In the data, find the word "written" and copy out every line that has it.

RECORDS SUPPLIED.
----

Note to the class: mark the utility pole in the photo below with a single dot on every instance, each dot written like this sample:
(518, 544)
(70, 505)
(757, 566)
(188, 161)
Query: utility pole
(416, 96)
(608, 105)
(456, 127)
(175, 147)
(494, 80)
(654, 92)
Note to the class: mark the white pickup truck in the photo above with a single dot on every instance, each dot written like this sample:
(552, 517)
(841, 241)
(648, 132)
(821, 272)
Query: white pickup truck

----

ANSWER SPACE.
Note to the class: mark the utility pole in the photo below with a single dot on every instance, each dot written like this sample:
Note to the class: mark the white pickup truck in the photo above with a single dot on every instance, each dot written like this sample:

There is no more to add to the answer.